■ AIM: Repeat exactly, and only, the lines from the one holding "of the silver" through the last line of the records below.

■ INPUT MATERIAL:
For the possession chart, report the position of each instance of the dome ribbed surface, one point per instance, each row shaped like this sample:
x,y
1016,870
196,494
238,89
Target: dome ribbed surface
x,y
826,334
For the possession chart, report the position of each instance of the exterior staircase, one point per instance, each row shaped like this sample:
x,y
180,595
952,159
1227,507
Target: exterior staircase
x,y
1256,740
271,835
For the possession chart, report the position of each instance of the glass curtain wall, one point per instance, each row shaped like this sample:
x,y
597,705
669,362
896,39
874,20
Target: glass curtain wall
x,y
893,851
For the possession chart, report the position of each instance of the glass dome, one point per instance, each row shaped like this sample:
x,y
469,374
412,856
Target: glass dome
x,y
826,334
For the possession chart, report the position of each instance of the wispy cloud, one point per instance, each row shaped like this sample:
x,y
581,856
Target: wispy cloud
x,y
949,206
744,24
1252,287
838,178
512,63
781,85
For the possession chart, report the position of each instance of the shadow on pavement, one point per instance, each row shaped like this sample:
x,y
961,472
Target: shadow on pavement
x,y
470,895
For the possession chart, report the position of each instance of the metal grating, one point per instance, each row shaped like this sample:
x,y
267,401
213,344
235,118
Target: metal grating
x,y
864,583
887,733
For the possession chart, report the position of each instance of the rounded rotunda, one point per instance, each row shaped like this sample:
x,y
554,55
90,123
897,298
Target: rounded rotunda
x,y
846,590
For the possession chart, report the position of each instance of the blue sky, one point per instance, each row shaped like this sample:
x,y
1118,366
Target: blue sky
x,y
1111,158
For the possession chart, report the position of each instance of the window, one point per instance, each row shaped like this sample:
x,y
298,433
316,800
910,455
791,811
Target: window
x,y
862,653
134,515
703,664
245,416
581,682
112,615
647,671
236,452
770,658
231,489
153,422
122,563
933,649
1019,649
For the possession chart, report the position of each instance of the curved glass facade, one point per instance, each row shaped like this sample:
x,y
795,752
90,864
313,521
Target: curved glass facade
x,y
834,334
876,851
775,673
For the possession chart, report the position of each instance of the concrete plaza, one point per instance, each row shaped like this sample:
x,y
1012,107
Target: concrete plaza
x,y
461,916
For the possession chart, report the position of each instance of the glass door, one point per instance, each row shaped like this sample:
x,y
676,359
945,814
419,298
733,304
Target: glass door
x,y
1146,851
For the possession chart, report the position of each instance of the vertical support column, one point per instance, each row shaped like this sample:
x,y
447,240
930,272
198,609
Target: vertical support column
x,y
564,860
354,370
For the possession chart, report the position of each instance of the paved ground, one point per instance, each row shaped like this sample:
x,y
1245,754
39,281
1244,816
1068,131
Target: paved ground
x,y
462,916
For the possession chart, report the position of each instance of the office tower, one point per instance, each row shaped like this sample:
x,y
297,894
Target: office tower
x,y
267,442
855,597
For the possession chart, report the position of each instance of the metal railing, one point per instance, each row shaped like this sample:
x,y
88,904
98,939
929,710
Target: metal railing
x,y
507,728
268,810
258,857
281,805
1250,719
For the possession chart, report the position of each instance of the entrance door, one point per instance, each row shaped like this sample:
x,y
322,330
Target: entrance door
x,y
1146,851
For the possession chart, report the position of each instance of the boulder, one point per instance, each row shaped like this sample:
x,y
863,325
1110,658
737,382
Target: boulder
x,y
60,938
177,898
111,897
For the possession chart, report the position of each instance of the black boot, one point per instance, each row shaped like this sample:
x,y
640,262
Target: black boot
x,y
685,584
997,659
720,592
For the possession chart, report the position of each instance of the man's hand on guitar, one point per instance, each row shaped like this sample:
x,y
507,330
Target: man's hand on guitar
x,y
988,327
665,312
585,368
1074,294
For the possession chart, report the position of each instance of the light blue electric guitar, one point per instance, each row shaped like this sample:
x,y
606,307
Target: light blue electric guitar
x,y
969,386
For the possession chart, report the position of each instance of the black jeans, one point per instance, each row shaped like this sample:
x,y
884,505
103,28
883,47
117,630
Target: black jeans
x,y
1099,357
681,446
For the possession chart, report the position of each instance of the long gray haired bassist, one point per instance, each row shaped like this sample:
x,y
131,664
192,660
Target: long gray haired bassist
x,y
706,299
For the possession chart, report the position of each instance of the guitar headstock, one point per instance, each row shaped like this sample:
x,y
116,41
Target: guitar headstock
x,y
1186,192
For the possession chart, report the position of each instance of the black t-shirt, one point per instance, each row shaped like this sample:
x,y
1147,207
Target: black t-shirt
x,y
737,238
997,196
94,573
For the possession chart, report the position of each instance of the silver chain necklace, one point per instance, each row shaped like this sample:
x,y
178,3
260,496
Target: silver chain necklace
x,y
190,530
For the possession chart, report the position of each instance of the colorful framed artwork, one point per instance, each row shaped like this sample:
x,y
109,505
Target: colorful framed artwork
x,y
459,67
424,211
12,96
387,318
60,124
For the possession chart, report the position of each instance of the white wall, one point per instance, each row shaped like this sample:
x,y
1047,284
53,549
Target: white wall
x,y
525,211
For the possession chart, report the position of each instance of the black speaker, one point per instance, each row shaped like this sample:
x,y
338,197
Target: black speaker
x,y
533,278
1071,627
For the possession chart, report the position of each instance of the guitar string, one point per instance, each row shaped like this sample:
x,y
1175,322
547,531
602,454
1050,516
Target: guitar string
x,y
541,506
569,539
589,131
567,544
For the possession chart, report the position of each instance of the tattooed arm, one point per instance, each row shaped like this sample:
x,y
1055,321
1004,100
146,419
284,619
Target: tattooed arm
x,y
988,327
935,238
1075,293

■ FINAL ANSWER:
For the possession chart, report the position of each instance of the silver chain necklace, one point per instance, each row shaped like this sample:
x,y
178,3
260,496
Target: silver chain necklace
x,y
190,530
For the possession chart, report the position of each instance of the colorful framed artwork, one point per instance, each row shaped like this sample:
x,y
109,505
Target: colorful framed artwork
x,y
459,67
424,211
12,96
387,318
60,124
For the possession chart, report the position of each instance of the white wall, one point per instance, each row shaped like this sample:
x,y
1047,284
53,549
Target: white wall
x,y
525,211
For the possession chart, report the position of each instance of the black speaker, one point per instance, each row shaped like this sample:
x,y
338,197
Target: black speaker
x,y
533,278
1071,627
For the possession chart, report the position of each instance of the guitar string, one point per instance, each row shaped like this sample:
x,y
1175,322
547,531
602,454
1050,516
Target: guitar string
x,y
541,506
569,539
589,131
567,544
For the possession chart, report the position of each instance of the tattooed arm, one point per instance, each row shaped like this sample:
x,y
1055,321
1004,100
146,419
284,619
Target: tattooed arm
x,y
988,327
935,238
1075,293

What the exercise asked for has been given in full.